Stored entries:
++++
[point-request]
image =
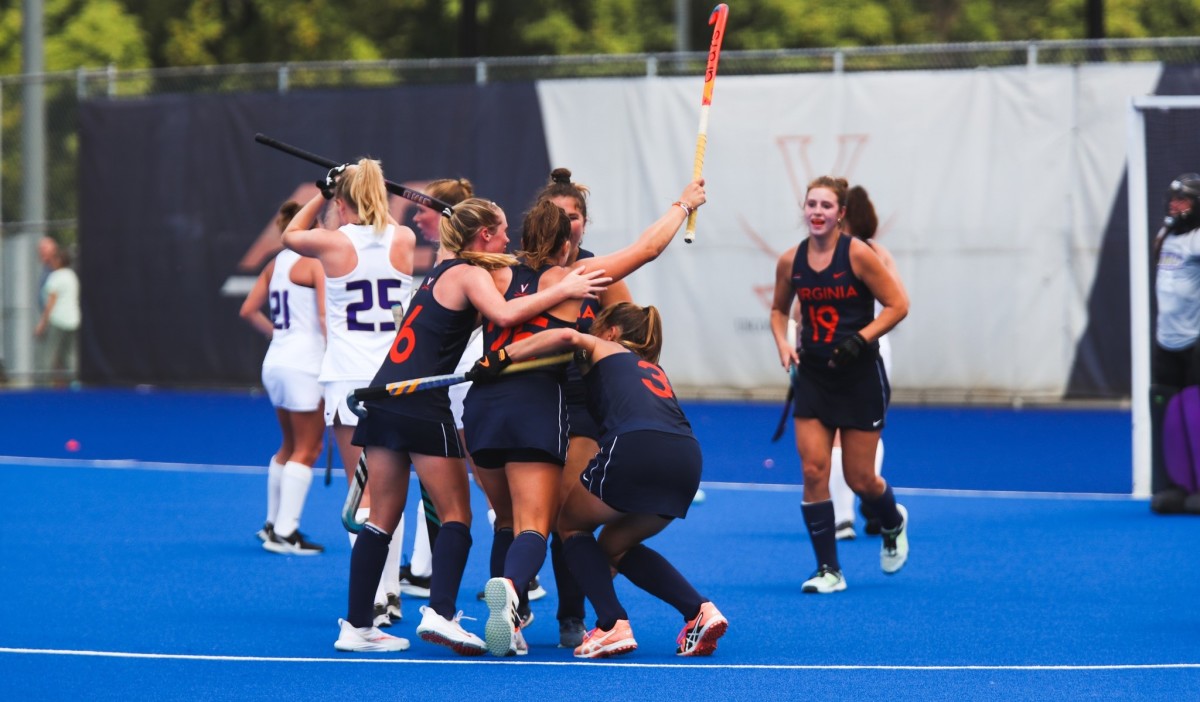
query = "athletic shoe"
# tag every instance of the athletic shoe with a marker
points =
(521, 647)
(437, 629)
(414, 586)
(600, 643)
(292, 545)
(570, 633)
(382, 618)
(699, 636)
(366, 639)
(535, 591)
(894, 551)
(503, 623)
(826, 580)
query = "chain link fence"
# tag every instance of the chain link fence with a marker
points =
(64, 91)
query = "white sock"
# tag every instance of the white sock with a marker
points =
(361, 515)
(274, 473)
(839, 491)
(293, 492)
(389, 581)
(423, 558)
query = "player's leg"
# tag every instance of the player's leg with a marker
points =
(858, 454)
(814, 442)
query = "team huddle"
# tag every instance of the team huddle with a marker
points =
(587, 459)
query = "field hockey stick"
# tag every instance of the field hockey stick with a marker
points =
(354, 497)
(393, 187)
(357, 397)
(787, 403)
(720, 13)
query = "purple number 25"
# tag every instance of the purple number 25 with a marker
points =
(383, 300)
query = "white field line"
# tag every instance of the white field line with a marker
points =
(591, 664)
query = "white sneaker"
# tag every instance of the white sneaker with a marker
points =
(535, 591)
(826, 580)
(894, 551)
(382, 618)
(367, 639)
(503, 627)
(437, 629)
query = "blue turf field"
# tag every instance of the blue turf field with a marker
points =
(132, 571)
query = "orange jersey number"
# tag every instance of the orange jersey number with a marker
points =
(823, 318)
(658, 381)
(406, 337)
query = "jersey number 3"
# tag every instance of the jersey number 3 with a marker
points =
(658, 381)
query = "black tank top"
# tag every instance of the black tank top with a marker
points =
(834, 304)
(629, 394)
(430, 342)
(526, 281)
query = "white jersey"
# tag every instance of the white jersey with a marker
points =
(298, 341)
(1177, 289)
(358, 307)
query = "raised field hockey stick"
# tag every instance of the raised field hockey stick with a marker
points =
(720, 13)
(393, 187)
(787, 405)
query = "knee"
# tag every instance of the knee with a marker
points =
(863, 483)
(816, 474)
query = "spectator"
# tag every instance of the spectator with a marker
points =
(58, 328)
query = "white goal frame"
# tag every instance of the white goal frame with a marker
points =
(1140, 324)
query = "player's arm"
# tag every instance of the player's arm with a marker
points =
(252, 306)
(883, 283)
(780, 307)
(480, 291)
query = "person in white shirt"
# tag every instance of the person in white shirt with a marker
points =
(58, 328)
(293, 287)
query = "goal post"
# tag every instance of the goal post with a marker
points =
(1151, 167)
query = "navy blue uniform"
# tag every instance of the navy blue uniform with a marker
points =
(649, 462)
(520, 417)
(581, 423)
(430, 342)
(835, 304)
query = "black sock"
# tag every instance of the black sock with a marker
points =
(885, 509)
(502, 539)
(366, 565)
(591, 569)
(449, 561)
(525, 559)
(820, 519)
(649, 570)
(432, 522)
(570, 597)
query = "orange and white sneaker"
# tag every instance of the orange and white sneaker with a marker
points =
(699, 636)
(600, 643)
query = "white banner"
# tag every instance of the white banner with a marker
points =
(993, 189)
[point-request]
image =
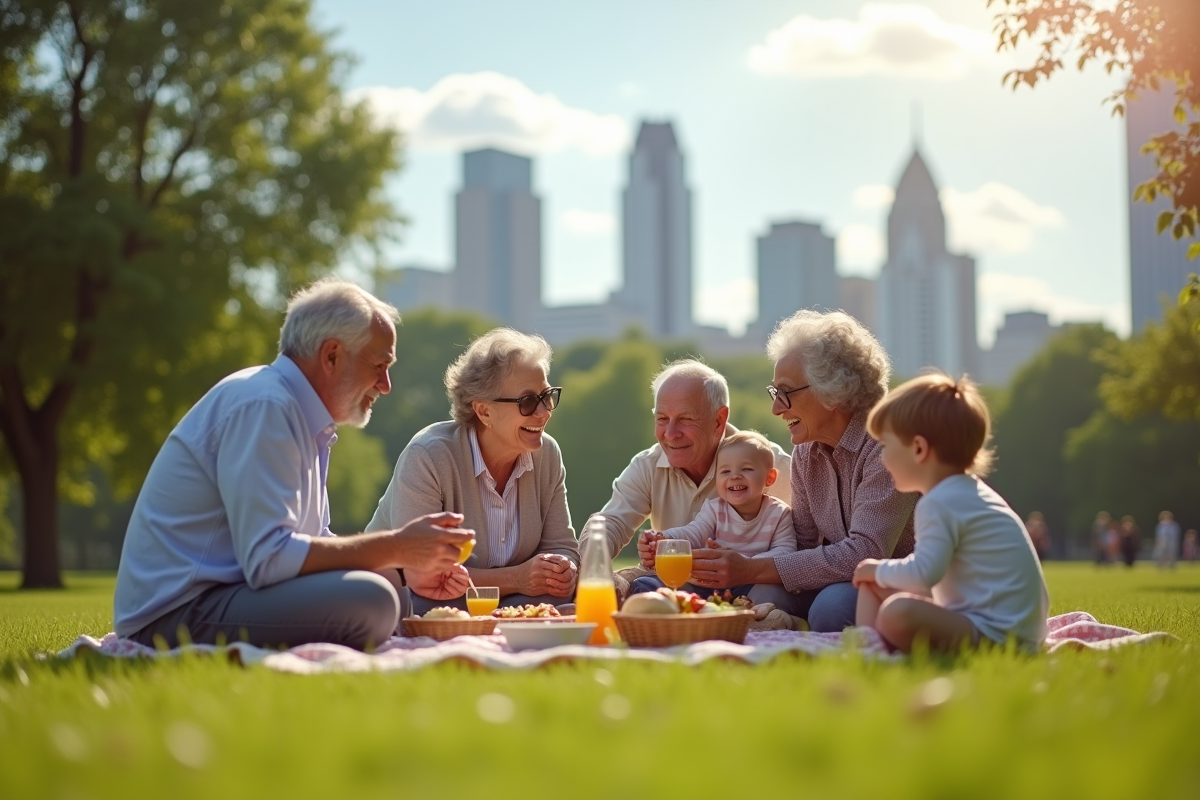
++++
[What is being asked]:
Copy out the entries verbatim and leave the images out.

[Response to the exercise]:
[point-request]
image =
query = "athletic shoe"
# tag every instance of the athletic shoe with a marker
points =
(521, 647)
(437, 629)
(414, 586)
(600, 643)
(292, 545)
(570, 633)
(382, 618)
(699, 636)
(366, 639)
(535, 591)
(894, 551)
(503, 623)
(826, 580)
query = "chain link fence"
# tag every instance of the chain link fence with a marker
points =
(64, 91)
query = "white sock"
# tag every instance of the white sock with a marker
points =
(361, 515)
(274, 473)
(839, 491)
(293, 492)
(389, 581)
(423, 558)
query = "player's leg"
# tag every instance of the player's leg with a marker
points =
(858, 454)
(814, 442)
query = "team huddle"
# tag every instance of the team huddle with a marker
points =
(587, 459)
query = "field hockey stick"
# tag every instance of the field hockey stick with a marker
points =
(354, 497)
(393, 187)
(357, 397)
(787, 403)
(720, 13)
query = "purple number 25"
# tag every instance of the purple number 25 with a marker
points =
(383, 300)
query = "white field line"
# tag every instance of the white field line with a marker
points =
(591, 664)
query = "white sneaker"
# tag every instance of the white sneaker with a marker
points =
(535, 591)
(826, 580)
(894, 551)
(382, 618)
(367, 639)
(503, 627)
(437, 629)
query = "blue turf field"
# tag every instance of the blue turf field with a marker
points =
(132, 571)
query = "orange jersey number"
# tag every instance of the orange jersey number with a marker
points =
(823, 318)
(658, 381)
(406, 337)
query = "jersey number 3"
# tag every instance of the jersey number 3 with a marker
points =
(658, 381)
query = "black tank top"
# tag every instance of the black tank top with a marker
points =
(834, 304)
(629, 394)
(430, 342)
(526, 281)
query = "white jersey"
# tag every instance of the white jersey with a marker
points =
(298, 341)
(1177, 289)
(358, 307)
query = "raised field hockey stick"
# tag every instance of the raised field hockey stick with a marker
points =
(720, 13)
(393, 187)
(787, 405)
query = "knee"
# tag every instance of the knee with a marker
points =
(863, 483)
(816, 474)
query = "spectator"
# tag every instance of the spectator with a marker
points =
(58, 328)
query = "white goal frame"
# tag every instance of the white goal frame with a marker
points =
(1140, 324)
query = "player's arm"
# tag every instance of the player's arm with a marker
points =
(252, 306)
(883, 283)
(780, 307)
(480, 291)
query = "person in white shirt"
# tag every instance of the person in white shirt with a marker
points =
(58, 328)
(293, 287)
query = "goal post"
# tag every instance of the goal post with a marker
points =
(1151, 167)
query = "navy blue uniform"
# tag every instance of the navy blue uniform with a marker
points =
(649, 462)
(520, 417)
(581, 423)
(430, 342)
(835, 304)
query = "black sock"
# tag every instance of the black sock with a marker
points =
(885, 509)
(502, 539)
(366, 565)
(591, 569)
(449, 561)
(525, 559)
(820, 519)
(649, 570)
(432, 522)
(570, 597)
query = "orange and white sneaker"
# tag every instance of the orange and white sneaker with a marker
points =
(699, 636)
(600, 643)
query = "white banner"
# tag every instance of the white banner with a marker
points =
(993, 189)
[point-request]
image =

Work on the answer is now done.